→ **REQUIRED ACTION**:
To complete the exercise, repeat every record exactly as it stands.

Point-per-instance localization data
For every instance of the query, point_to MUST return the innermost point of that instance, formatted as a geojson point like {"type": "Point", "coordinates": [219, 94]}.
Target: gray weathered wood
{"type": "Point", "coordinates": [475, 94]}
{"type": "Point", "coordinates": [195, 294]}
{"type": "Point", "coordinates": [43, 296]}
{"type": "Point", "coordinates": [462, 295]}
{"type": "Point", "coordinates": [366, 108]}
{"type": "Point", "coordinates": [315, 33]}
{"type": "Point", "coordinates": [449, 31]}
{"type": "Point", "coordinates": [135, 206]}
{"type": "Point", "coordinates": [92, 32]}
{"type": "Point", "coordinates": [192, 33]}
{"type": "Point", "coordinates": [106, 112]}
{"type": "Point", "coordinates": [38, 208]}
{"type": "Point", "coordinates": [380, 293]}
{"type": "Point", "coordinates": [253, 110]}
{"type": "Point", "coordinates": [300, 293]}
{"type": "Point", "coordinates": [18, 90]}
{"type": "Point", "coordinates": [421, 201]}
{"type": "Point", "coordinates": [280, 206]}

→ **ANSWER TO THIS PROBLEM**:
For every instance of the query, point_to MUST return the innermost point of that instance, formatted as a geojson point like {"type": "Point", "coordinates": [219, 94]}.
Target: gray weathered wood
{"type": "Point", "coordinates": [475, 94]}
{"type": "Point", "coordinates": [195, 294]}
{"type": "Point", "coordinates": [43, 296]}
{"type": "Point", "coordinates": [462, 295]}
{"type": "Point", "coordinates": [366, 108]}
{"type": "Point", "coordinates": [315, 33]}
{"type": "Point", "coordinates": [449, 31]}
{"type": "Point", "coordinates": [135, 206]}
{"type": "Point", "coordinates": [92, 32]}
{"type": "Point", "coordinates": [192, 33]}
{"type": "Point", "coordinates": [106, 112]}
{"type": "Point", "coordinates": [38, 208]}
{"type": "Point", "coordinates": [380, 293]}
{"type": "Point", "coordinates": [253, 110]}
{"type": "Point", "coordinates": [300, 293]}
{"type": "Point", "coordinates": [18, 90]}
{"type": "Point", "coordinates": [421, 201]}
{"type": "Point", "coordinates": [280, 206]}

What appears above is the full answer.